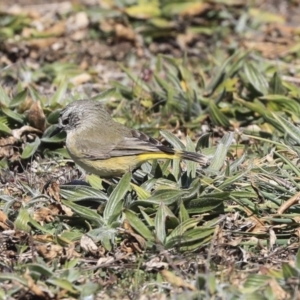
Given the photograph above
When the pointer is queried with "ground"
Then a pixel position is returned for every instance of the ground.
(219, 77)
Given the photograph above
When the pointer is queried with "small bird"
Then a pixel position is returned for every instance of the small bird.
(107, 148)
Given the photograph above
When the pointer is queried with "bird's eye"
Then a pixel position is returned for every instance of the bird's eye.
(65, 122)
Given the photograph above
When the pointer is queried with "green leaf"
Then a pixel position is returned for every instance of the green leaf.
(30, 148)
(84, 212)
(113, 207)
(138, 225)
(4, 99)
(5, 129)
(219, 157)
(289, 128)
(172, 139)
(63, 284)
(166, 196)
(255, 77)
(18, 99)
(13, 115)
(77, 193)
(59, 95)
(217, 117)
(275, 86)
(22, 220)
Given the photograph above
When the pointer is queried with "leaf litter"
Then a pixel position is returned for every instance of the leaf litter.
(189, 68)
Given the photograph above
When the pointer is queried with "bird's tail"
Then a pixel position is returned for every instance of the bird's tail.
(193, 156)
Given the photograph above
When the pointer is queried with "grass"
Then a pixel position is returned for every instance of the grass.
(170, 229)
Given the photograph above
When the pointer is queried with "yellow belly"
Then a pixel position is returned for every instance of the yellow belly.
(111, 167)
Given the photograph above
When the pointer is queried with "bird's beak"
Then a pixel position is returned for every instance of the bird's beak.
(57, 130)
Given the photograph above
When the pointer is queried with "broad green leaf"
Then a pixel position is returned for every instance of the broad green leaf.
(217, 117)
(166, 196)
(141, 192)
(160, 223)
(30, 148)
(57, 98)
(113, 207)
(84, 212)
(255, 77)
(276, 86)
(219, 157)
(289, 128)
(144, 10)
(4, 99)
(5, 129)
(13, 115)
(77, 193)
(41, 269)
(138, 225)
(172, 139)
(95, 181)
(63, 284)
(18, 99)
(22, 220)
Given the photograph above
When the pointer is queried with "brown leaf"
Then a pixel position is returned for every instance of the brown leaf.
(49, 251)
(125, 33)
(31, 285)
(53, 190)
(58, 29)
(176, 281)
(36, 116)
(155, 264)
(5, 223)
(88, 244)
(81, 78)
(196, 9)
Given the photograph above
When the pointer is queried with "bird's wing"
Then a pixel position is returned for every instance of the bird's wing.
(131, 144)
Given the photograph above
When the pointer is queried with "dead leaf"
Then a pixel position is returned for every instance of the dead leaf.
(125, 33)
(36, 116)
(49, 251)
(5, 223)
(105, 261)
(141, 241)
(53, 190)
(277, 290)
(80, 79)
(287, 204)
(18, 133)
(176, 281)
(58, 29)
(42, 43)
(32, 286)
(42, 215)
(155, 264)
(88, 244)
(196, 9)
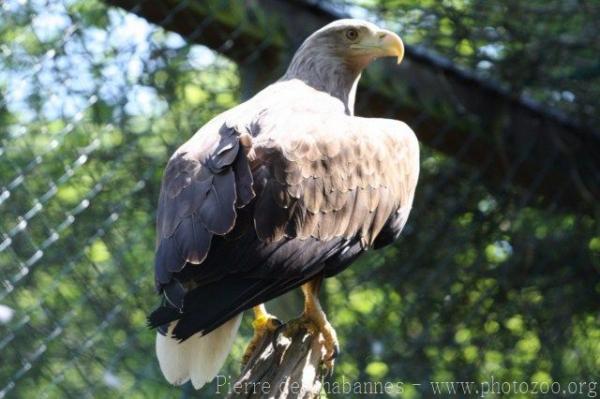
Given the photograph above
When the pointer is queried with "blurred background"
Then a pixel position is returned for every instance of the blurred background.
(497, 274)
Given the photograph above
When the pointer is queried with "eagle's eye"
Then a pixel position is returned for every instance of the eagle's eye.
(352, 34)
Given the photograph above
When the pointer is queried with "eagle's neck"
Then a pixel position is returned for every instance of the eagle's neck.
(325, 73)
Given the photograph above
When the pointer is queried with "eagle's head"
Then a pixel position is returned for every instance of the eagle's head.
(356, 42)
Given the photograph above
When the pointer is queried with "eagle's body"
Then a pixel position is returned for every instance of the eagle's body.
(283, 189)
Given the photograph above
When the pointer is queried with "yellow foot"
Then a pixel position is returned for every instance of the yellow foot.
(263, 325)
(321, 328)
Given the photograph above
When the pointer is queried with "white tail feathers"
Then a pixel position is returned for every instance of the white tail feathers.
(198, 358)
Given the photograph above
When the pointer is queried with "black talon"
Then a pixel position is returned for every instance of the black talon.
(277, 331)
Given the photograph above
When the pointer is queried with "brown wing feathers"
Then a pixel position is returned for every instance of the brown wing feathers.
(198, 199)
(337, 180)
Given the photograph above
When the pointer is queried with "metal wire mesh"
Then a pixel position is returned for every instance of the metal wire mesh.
(500, 281)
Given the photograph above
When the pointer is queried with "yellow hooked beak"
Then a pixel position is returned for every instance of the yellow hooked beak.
(391, 44)
(382, 43)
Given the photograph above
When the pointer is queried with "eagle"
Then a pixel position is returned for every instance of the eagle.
(279, 192)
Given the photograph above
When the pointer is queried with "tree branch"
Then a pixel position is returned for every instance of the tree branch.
(286, 364)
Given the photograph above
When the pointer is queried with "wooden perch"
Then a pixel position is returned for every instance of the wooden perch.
(285, 364)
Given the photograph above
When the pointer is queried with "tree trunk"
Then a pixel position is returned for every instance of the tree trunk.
(285, 365)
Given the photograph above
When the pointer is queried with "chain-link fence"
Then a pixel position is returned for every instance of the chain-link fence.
(496, 276)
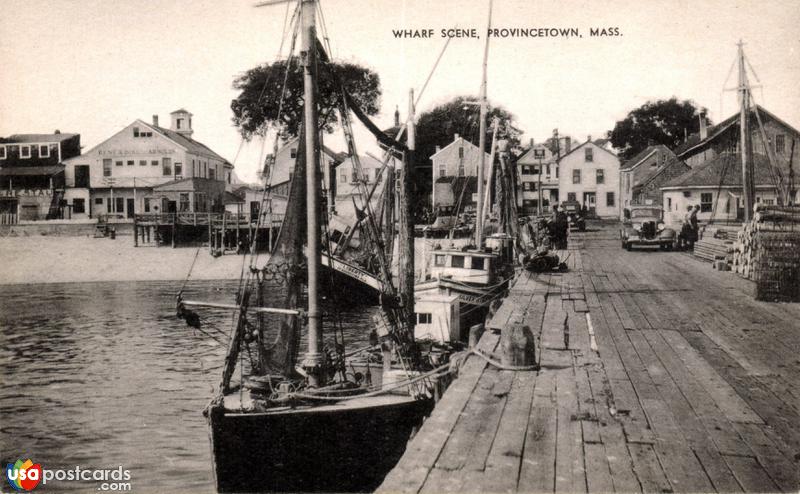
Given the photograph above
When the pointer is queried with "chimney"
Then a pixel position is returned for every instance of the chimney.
(703, 128)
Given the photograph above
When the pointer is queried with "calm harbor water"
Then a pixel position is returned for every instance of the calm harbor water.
(103, 374)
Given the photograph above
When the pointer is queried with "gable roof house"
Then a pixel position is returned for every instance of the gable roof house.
(642, 176)
(146, 168)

━━━━━━

> TASK DETAILS: Restate the listing word for word, pictures excluded.

> YOUR SOLUTION:
Given the photograph above
When the pointer is queried with "ground"
Then a pixel position is returned for every instance of the ground.
(219, 77)
Given the photograph above
When the pointer is queried with "small bird"
Then a pixel position is returned for every instance of the small bird.
(107, 148)
Given the photograph above
When the pointer is queried with "bird's eye"
Then a pixel position is returned for every instance of the bird's eye.
(65, 122)
Given the photograph above
When the pointer is queried with "green leaf"
Then a pixel position is returned for every instance of the green leaf.
(30, 148)
(84, 212)
(113, 207)
(138, 225)
(4, 99)
(5, 129)
(219, 157)
(289, 128)
(172, 139)
(63, 284)
(166, 196)
(255, 77)
(18, 99)
(13, 115)
(77, 193)
(59, 95)
(217, 117)
(275, 86)
(22, 220)
Given the photograph above
When the pointer is queried with "leaf litter"
Then a pixel position is returned for every instance of the leaf litter.
(189, 68)
Given the photograph above
When the pointer is queried with "bird's tail"
Then a pixel position is returned for every instance of the bird's tail.
(193, 156)
Given the photograph above
When the pointer is queried with "grass"
Then a pixel position is returned for every instance of the grass.
(170, 229)
Given the photograph above
When the pointer is queried with "yellow belly"
Then a pixel position is returned for every instance of the yellow belly.
(111, 167)
Given the photograph above
When the pointer is queried with "bird's beak"
Then a pixel position is returned for every instance of the bird's beak.
(57, 130)
Given the photograph above
When the pointer is queried with "broad green leaf"
Then a pixel position is returned for every instance of the broad green leaf.
(217, 117)
(166, 196)
(141, 192)
(160, 223)
(30, 148)
(57, 98)
(113, 207)
(84, 212)
(255, 77)
(276, 86)
(219, 157)
(289, 128)
(144, 10)
(4, 99)
(5, 129)
(13, 115)
(77, 193)
(41, 269)
(138, 225)
(172, 139)
(95, 181)
(63, 284)
(18, 99)
(22, 220)
Given the photograph above
When the pointer is queried with "brown leaf"
Then a pixel position is returned for every instance of the brown leaf.
(49, 251)
(125, 33)
(31, 285)
(53, 190)
(58, 29)
(176, 281)
(36, 116)
(155, 264)
(5, 223)
(88, 244)
(81, 78)
(196, 9)
Given the photograph above
When the pointer is queried with "bird's wing"
Then a pixel position is returned for every instance of the bird's wing.
(131, 144)
Given the photograph above
When the pointer is queried with "dead leaf"
Then a pixel position is returned for every instance of the dead leaf.
(125, 33)
(36, 116)
(49, 251)
(5, 223)
(105, 261)
(141, 241)
(53, 190)
(277, 290)
(80, 79)
(287, 204)
(18, 133)
(176, 281)
(58, 29)
(42, 43)
(32, 286)
(42, 215)
(155, 264)
(88, 244)
(196, 9)
Given the photograph above
When the pointer is queried with "blurred background"
Then a pixel position is returned for every instance of the blurred background.
(497, 274)
Given the photograph above
When the pointer is queried with "eagle's eye"
Then a pixel position is returned for every instance of the eagle's eye.
(352, 34)
Given the photograph above
When the pointer is queried with "eagle's neck"
Then a pixel position is returned for every instance of the eagle's neck.
(325, 73)
Given the photograph above
When the pointer is queried with "eagle's head"
Then a pixel position is returned for every instance of the eagle's head.
(356, 42)
Given the photograph above
When the pointer is queried with "eagle's body"
Then a pixel position is returned for every instance of the eagle's body.
(283, 189)
Given the photograph above
When the pointer is queried with "yellow foot"
Then a pixel position is returned for every instance of the yellow foot.
(263, 325)
(321, 328)
Given the photograph above
When the pointer is queried with "white tail feathers"
Then a pixel position is returned for every instance of the white tail feathers.
(198, 358)
Given the photograph above
When the pointer is queried with "black talon"
Then a pixel position is returned for every instance of the black talon.
(277, 331)
Given the photograph above
When the pointer is queried with "brown wing feathers"
Then a pixel position is returned for every instance of the brown wing feathers.
(198, 199)
(337, 180)
Given the photograph above
When the pointer is queried with "metal wire mesh"
Then a pixel position is returned for every instance of the metal wire mesh.
(500, 281)
Given the photograph above
When the pointer is queried with "yellow hooked beak"
Then a pixel position is returned for every instance of the yellow hooked beak.
(391, 44)
(382, 43)
Given the photograph above
When the pointer is queried with "eagle"
Then a pixel position is returned for every instance of the eagle.
(279, 192)
Given the photograph above
When the pointer is queried with "tree branch"
Then a pixel position is returned for every instance of the tree branch.
(286, 364)
Given the photograph above
When the pointer is queried with "wooden perch"
Then a pixel position is returned for every instance of the wooden perch.
(285, 364)
Given the photograph above
When the pointer is queried with "tree trunk"
Then a pixel position is returned for every instance of the tree trunk.
(285, 365)
Given the photograph above
When the pointer is queried with "chain-link fence"
Then a pixel position is returned for every instance of the chain-link fence.
(496, 276)
Given the photograph above
When the pointer is queried with "chimney"
Then a pixel position is returned for every instance of the chimney.
(703, 128)
Given the photograph above
When the pointer is queried with "calm harbor water"
Then a pixel position is returned for every instance of the calm harbor water.
(103, 374)
Given the photograph above
When the pointer is queried with "gable roof house"
Then a pixel position is returned for every instance of the gable roof house.
(642, 176)
(146, 168)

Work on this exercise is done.